(Saved entries)
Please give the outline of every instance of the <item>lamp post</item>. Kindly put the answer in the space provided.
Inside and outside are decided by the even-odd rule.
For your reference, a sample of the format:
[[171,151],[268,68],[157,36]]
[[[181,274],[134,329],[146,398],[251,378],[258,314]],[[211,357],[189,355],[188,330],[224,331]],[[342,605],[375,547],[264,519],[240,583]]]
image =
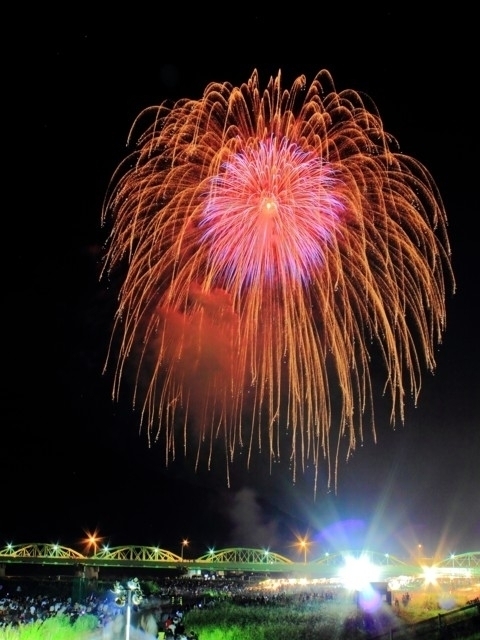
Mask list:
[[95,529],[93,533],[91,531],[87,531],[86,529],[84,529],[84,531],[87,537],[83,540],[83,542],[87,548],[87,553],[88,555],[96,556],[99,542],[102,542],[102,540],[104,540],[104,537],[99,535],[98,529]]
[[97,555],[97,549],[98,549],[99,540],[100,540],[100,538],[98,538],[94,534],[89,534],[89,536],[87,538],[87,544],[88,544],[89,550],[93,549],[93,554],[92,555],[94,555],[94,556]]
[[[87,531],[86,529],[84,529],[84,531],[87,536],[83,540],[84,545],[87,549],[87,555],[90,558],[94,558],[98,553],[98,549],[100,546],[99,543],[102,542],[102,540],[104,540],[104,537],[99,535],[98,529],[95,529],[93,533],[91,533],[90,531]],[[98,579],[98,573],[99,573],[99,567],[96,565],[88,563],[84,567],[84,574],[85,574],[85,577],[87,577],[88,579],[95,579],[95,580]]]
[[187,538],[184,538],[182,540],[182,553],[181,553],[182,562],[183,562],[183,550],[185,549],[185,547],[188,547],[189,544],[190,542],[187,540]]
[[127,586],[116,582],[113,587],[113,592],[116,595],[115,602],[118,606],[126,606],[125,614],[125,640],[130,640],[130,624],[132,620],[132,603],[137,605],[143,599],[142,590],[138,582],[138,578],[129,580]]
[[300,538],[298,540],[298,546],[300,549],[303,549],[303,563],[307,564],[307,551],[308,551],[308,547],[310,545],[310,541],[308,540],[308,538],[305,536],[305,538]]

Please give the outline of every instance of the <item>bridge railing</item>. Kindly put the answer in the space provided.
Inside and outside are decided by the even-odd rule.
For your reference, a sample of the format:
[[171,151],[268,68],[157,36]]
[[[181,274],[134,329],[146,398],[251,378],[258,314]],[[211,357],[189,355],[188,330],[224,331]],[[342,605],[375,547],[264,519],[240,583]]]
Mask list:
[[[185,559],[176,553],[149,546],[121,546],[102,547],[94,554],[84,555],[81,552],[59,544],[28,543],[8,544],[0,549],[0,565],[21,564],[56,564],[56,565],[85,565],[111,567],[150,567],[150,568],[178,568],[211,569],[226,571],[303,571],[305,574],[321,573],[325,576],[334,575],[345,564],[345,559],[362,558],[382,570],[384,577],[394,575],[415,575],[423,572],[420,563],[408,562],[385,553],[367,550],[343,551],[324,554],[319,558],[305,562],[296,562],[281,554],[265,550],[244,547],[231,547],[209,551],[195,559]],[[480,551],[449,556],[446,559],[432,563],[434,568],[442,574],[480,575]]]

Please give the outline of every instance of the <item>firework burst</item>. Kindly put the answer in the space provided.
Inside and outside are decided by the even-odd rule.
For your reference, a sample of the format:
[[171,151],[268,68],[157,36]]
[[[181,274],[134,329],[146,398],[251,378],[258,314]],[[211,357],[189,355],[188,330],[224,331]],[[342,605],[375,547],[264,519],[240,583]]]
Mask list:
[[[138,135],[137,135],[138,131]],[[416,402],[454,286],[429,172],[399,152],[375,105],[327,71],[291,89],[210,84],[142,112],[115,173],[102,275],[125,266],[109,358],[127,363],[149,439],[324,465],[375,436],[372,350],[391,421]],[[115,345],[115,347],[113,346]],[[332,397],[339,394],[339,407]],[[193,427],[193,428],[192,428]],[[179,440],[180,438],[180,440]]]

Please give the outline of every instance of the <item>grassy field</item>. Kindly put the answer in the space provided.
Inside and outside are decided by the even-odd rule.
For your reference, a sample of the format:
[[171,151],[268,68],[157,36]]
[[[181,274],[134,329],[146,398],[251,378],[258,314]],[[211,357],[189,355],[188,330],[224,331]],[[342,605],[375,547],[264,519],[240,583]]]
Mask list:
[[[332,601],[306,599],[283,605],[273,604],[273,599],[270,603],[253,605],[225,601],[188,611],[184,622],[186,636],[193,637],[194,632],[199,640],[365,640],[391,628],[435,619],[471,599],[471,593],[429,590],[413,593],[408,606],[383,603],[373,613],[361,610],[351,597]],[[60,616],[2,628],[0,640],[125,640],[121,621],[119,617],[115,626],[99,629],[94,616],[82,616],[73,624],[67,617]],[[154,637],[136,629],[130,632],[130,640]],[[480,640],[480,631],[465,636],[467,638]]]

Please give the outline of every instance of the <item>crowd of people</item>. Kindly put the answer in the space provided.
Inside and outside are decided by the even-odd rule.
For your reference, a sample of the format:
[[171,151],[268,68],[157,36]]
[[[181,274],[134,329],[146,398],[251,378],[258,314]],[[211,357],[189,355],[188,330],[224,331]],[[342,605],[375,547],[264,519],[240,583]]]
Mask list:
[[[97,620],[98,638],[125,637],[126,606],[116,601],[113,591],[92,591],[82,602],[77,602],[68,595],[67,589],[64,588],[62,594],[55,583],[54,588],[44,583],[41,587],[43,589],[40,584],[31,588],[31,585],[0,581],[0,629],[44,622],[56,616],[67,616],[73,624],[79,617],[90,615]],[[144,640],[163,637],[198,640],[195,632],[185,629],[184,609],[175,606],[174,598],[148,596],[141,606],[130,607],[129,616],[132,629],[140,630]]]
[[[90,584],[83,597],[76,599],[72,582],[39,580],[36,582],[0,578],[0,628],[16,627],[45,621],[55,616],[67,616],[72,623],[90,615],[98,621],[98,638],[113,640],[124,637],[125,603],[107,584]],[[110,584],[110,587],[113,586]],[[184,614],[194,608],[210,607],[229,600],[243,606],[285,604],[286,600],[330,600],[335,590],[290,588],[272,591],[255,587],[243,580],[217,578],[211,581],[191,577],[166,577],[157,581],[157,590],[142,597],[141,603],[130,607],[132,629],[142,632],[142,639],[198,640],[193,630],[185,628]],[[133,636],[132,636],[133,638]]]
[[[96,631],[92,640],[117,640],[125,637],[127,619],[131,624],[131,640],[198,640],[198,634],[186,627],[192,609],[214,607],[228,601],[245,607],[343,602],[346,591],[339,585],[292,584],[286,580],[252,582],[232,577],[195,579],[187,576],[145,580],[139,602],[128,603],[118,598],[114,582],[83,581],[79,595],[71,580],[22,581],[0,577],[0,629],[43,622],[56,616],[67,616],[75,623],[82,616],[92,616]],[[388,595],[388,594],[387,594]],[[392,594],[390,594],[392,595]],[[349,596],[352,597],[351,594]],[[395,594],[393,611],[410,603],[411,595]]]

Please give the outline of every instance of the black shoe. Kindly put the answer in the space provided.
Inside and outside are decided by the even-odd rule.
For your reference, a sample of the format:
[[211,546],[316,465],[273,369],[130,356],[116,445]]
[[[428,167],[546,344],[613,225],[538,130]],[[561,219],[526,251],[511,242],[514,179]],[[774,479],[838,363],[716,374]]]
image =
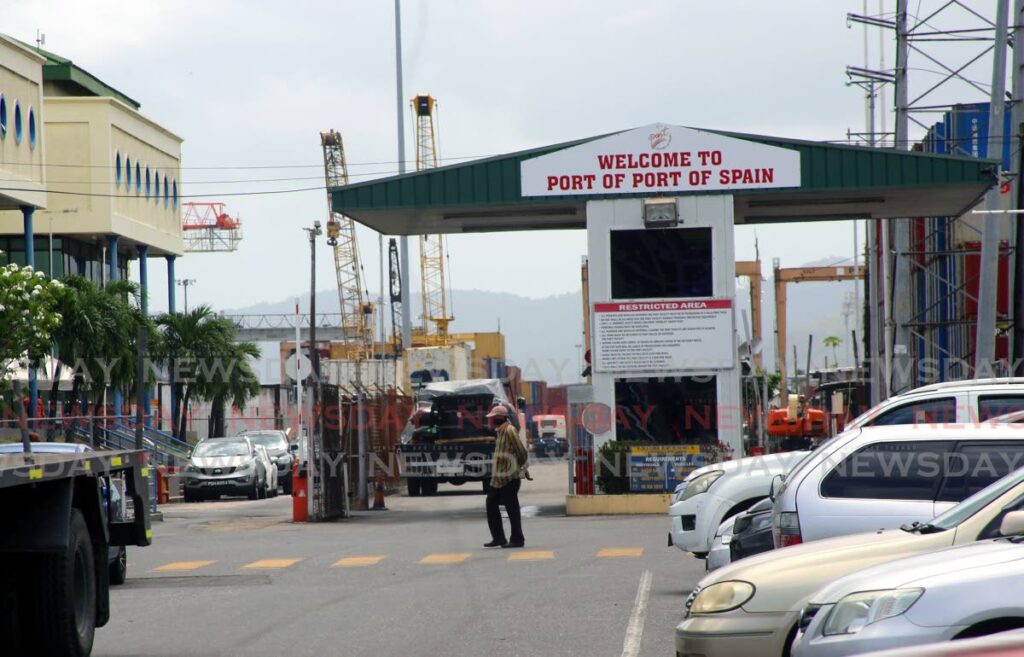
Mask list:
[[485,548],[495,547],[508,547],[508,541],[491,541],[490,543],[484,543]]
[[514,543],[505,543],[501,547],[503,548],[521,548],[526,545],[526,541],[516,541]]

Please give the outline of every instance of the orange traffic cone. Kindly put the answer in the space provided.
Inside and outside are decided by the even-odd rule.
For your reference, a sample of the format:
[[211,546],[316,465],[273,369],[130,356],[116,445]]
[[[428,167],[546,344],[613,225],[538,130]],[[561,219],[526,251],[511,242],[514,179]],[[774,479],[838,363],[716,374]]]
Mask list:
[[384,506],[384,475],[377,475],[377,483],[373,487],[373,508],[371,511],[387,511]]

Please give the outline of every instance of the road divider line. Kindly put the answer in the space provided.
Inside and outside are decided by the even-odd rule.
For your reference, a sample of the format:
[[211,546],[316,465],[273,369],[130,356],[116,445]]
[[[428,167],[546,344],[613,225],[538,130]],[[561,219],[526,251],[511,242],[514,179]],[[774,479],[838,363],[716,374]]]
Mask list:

## Action item:
Show the lines above with "give".

## Written answer:
Please give the outline of every instance of the <item>lamp post</item>. Kindly put the answer in the space provided.
Please give the outline of every instance of the <item>bridge railing</item>. Kindly put the answer in the space provided.
Please give the outline of every instance of the <item>firework burst</item>. Kindly put the answer in the space provided.
Please give the outline of every instance of the <item>grassy field</item>. Kindly put the answer in the space provided.
Please give the outline of every instance of the <item>crowd of people</item>. Kindly put the answer in the space provided.
Please give the outline of every instance of the black shoe. Kindly put the answer in the space provided.
Please give the outline of every instance of the orange traffic cone. Kindly put the answer in the space provided.
Please give the outline of every instance of the road divider line. Kindly put the answer in the space provided.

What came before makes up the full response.